Output every entry exactly as written, skipping any pictures.

Point annotations for photos
[start]

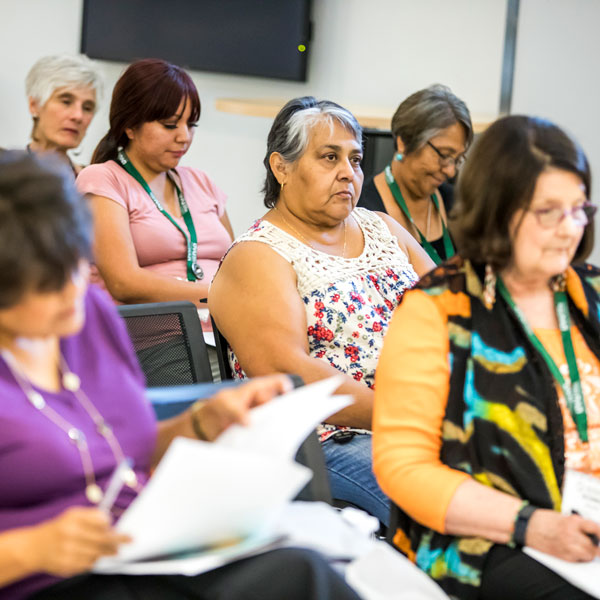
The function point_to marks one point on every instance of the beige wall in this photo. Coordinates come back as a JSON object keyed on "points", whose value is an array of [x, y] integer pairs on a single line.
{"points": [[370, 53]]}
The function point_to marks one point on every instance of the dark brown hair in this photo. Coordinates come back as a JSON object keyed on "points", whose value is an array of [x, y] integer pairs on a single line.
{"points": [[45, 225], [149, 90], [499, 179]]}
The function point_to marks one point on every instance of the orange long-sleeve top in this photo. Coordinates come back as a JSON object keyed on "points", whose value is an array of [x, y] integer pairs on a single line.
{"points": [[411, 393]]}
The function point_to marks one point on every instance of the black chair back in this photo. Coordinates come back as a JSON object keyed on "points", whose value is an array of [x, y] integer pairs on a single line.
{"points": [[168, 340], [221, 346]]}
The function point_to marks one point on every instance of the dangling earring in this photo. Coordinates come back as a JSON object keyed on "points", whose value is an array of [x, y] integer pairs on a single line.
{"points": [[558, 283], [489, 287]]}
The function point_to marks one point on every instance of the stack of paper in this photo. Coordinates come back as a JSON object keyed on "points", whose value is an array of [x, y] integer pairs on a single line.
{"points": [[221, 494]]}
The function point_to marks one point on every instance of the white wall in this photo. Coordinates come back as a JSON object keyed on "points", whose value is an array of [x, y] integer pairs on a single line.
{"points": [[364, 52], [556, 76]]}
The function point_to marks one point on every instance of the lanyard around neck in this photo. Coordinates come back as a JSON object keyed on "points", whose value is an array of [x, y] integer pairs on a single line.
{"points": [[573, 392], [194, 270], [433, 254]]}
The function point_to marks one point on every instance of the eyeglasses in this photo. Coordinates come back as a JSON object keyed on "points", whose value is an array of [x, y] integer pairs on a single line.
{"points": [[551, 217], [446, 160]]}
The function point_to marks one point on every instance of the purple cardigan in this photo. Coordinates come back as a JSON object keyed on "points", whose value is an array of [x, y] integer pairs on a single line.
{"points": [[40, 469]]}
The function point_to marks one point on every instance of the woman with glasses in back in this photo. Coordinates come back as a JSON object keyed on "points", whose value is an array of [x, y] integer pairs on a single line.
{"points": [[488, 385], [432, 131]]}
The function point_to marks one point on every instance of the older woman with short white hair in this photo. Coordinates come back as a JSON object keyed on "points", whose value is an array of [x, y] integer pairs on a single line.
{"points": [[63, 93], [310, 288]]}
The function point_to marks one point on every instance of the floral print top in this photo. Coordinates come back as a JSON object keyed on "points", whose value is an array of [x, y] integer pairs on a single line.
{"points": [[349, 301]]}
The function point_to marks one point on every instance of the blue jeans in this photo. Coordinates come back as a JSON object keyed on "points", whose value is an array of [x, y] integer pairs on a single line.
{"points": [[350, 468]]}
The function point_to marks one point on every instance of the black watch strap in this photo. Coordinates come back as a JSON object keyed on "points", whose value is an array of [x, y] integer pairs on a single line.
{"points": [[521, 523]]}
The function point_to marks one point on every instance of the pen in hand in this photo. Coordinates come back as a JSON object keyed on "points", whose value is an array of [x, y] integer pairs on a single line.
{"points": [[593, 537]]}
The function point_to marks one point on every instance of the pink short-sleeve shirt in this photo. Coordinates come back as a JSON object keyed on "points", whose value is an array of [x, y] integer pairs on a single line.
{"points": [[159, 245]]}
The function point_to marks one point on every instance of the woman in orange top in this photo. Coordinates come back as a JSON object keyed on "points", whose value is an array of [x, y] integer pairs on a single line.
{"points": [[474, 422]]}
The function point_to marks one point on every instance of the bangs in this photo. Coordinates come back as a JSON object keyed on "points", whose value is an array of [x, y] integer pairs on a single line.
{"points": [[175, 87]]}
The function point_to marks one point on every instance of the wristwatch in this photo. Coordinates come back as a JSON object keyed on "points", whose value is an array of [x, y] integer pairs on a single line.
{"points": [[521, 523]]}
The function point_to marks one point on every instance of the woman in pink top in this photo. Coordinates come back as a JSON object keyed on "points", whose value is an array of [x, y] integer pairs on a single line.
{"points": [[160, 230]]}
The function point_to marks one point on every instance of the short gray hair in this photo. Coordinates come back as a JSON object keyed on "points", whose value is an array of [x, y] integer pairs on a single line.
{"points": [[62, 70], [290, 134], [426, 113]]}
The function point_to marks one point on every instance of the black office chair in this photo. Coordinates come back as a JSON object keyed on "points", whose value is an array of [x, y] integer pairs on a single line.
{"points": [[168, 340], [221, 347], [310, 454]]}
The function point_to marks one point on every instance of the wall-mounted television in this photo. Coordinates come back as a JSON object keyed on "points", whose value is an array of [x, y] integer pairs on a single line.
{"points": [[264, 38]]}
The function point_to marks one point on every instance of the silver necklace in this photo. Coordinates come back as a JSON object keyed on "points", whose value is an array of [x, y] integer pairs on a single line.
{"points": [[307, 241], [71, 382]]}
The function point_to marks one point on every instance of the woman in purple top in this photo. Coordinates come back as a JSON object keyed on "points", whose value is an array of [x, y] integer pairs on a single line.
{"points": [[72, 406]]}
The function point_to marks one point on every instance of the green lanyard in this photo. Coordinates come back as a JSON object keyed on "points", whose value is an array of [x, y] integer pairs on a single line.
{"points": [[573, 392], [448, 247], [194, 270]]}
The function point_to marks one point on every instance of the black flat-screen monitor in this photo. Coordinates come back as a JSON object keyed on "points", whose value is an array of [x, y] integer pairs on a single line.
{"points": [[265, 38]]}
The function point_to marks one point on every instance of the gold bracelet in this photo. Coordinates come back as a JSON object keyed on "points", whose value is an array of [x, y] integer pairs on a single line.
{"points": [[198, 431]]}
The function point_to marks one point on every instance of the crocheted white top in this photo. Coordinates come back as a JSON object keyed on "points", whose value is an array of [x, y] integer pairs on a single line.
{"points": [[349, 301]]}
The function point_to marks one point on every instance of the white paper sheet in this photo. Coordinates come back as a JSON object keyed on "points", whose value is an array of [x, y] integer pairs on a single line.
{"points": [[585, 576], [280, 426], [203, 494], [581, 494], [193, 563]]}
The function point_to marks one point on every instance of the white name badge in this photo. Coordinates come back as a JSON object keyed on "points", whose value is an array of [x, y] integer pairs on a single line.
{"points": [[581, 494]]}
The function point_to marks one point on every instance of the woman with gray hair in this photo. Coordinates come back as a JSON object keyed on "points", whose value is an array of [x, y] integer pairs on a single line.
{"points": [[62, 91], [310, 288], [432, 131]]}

[end]

*Written response*:
The function point_to marks one point on every instance of the beige wall in this photo. Coordinates come back as a JSON object keyed on "points", whose value is an array of [x, y] integer pairs on a single line.
{"points": [[370, 53]]}
The function point_to marks one point on every instance of the dark brown hair in this photo. Coordinates come back as a JSON object keyed on "points", whose value is an array of [x, y] integer pairs on a single line.
{"points": [[45, 225], [149, 90], [499, 179]]}
The function point_to marks one point on every instance of the orange long-sleeve top in this photo. Coordinates come back as a JSON object keyed on "points", whose value is an array of [x, y] integer pairs on a single line.
{"points": [[411, 393]]}
The function point_to marks one point on every instance of the black chair back in this photo. Coordinates come back as a JSON object keyed on "points", whose value is an array of [x, y] integer pairs on a single line.
{"points": [[168, 340], [221, 346]]}
The function point_to marks one point on every instance of the dangling earring in this photo. Coordinates come back as a JSON object keyed on "points", whose value is an array of [x, y] integer pairs on a single line.
{"points": [[558, 283], [489, 287]]}
The function point_to marks one point on every instance of the stack of paper in this photo. Coordinates come back as a JSON object keyed on "points", whose value is an array of [x, y] integer pairs on a single line.
{"points": [[221, 494]]}
The function point_to marks one point on every instance of the white wall in this photo. Coordinates come back as a JSON object keyed on "points", whose value is an array of [x, y] integer pairs on a single line.
{"points": [[364, 52], [556, 76]]}
The function point_to marks one point on every instance of the lanyard around neck in this photo. Coordinates come back as a JSON object keyed on "points", whose value is an array of [x, y] integer pairs on a single line.
{"points": [[573, 392], [194, 270], [433, 254]]}
The function point_to marks one point on every instance of the eyeglasses in this photo. Coordinates come back as a JSON object keyed on "points", whose value is an array of [x, y] integer pairs on a single line.
{"points": [[551, 217], [446, 160]]}
The function point_to marks one point on every instance of the purple cardigan in this photo. Coordinates come back as a JSON object keyed on "points", whose value is an array of [x, y] integer pairs on a single line.
{"points": [[40, 469]]}
The function point_to marks one point on every instance of the woman with glasses in back in this photo. Coordinates come back as a JSON object keyed on "points", whose value is an array of [x, y] integer pairs on a single line.
{"points": [[488, 385], [432, 131]]}
The function point_to marks one point on every instance of the older woman with short white hair in this photo. Coordinates come back as a JSON object keyed on "points", whose value is an array of [x, y] integer pairs on a single line.
{"points": [[63, 93], [310, 288]]}
The function point_to marks one point on every instance of the floral print top in this photo. Coordinates come back as a JSON object keyed on "points", whose value is an array of [x, y] integer pairs on a single line.
{"points": [[349, 301]]}
The function point_to marks one point on every instance of the blue jeans in this photo. Coordinates come back as a JSON object keyed on "points", whose value is an array of [x, y] integer pairs on a single line.
{"points": [[350, 468]]}
The function point_to marks one point on every instance of the black watch strap in this photo. Coordinates come back as a JSON object keyed on "points", whose value is an array of [x, y] integer pairs on a single line.
{"points": [[521, 523]]}
The function point_to marks one point on every instance of the pen in hand in this photo. Coordinates come back as a JSON object keyed on "points", whose value is an array of [x, y] integer pairs on a single line.
{"points": [[593, 537]]}
The function point_to marks one point on every instance of the pink short-sleeve shirt in this photo. Coordinates come back as a JSON object keyed on "points", whose value is an array of [x, y] integer pairs on a single line.
{"points": [[159, 245]]}
The function point_to marks one point on every instance of the woman in orange top in this photo. Coordinates come back as a JSON object keyed on "points", whose value is an array of [x, y] integer pairs on a single line.
{"points": [[474, 422]]}
The function point_to marks one point on every instance of the bangs in this photo. Coordinates come back as a JSON object keyed on "points", whose value is an array of [x, y] integer pairs on a single line.
{"points": [[175, 87]]}
The function point_to marks one point on every instance of the wristwatch in this photo. Coordinates come back as a JSON object keyed on "points", whose value is an array of [x, y] integer pairs on a single line.
{"points": [[521, 523]]}
The function point_to marks one point on every instance of the woman in pink top in this photo. Coordinates come back as a JSON object keyed on "points", whose value is an array of [x, y] integer pairs on a single line.
{"points": [[160, 230]]}
The function point_to marks one point on every instance of the short gray hair in this photo. Coordinates come back as a JSON object keyed on "points", whose value is an array of [x, y] integer pairs on a single line.
{"points": [[62, 70], [290, 134], [426, 113]]}
The function point_to marks one point on every instance of the black office chair in this photo. Coordinates come back as a JSON object keyed on "points", whose value is an array of [x, y] integer pairs on a single line.
{"points": [[168, 340], [221, 347], [310, 454]]}
The function point_to marks one point on every instance of the wall-mounted television in this photo. Coordinates come back as a JSON object keyed on "points", whose value is an array of [x, y] integer pairs on a single line.
{"points": [[264, 38]]}
The function point_to marks one point on every instance of the silver necklace in this photo. Coordinates come back as a JSON object keyed on "points", whose value is an array of [x, y] integer pairs on a single line.
{"points": [[307, 241], [71, 382]]}
The function point_to marks one point on every instance of the woman in purple top in this photo. Coordinates come back as a JSON object keyed on "points", whose value is an array of [x, y] integer pairs on a single line.
{"points": [[72, 406]]}
The function point_to marks one point on every instance of the green lanyard in this photo. Coordinates come back as a JSON object keyed on "points", whose value is an array of [x, y] integer pairs on a single line.
{"points": [[573, 392], [448, 247], [194, 270]]}
The function point_to marks one point on every instance of the black flat-screen monitor in this photo. Coordinates come back as a JSON object keyed on "points", whose value is an array of [x, y] integer pairs on a single line.
{"points": [[265, 38]]}
The function point_to marks one point on every instance of the gold bracelet in this photo. Coordinates come back as a JSON object keyed on "points", whose value is an array of [x, y] integer pairs on a single line.
{"points": [[198, 431]]}
The function point_to marks one point on every instance of the crocheted white top in this photo. Coordinates come back as a JSON object keyed on "points", whose value is an array of [x, y] integer pairs on a single line.
{"points": [[349, 301]]}
The function point_to marks one point on every instance of the white paper sheet in this photo. Coordinates come back as a JSON object keyed on "points", whose value is an array of [x, y] integer pairs on a single line.
{"points": [[585, 576], [280, 426], [203, 494], [581, 494], [193, 563]]}
The function point_to marks one point on every instance of the white name badge in this photo. Coordinates come back as a JSON object keyed on "points", whose value is an array of [x, y] integer pairs on a single line.
{"points": [[581, 494]]}
The function point_to marks one point on every instance of the woman with gray hair in this photo. Coordinates come back as a JSON object keyed on "points", whose value is an array of [x, y] integer pairs on a single line.
{"points": [[62, 91], [310, 288], [432, 131]]}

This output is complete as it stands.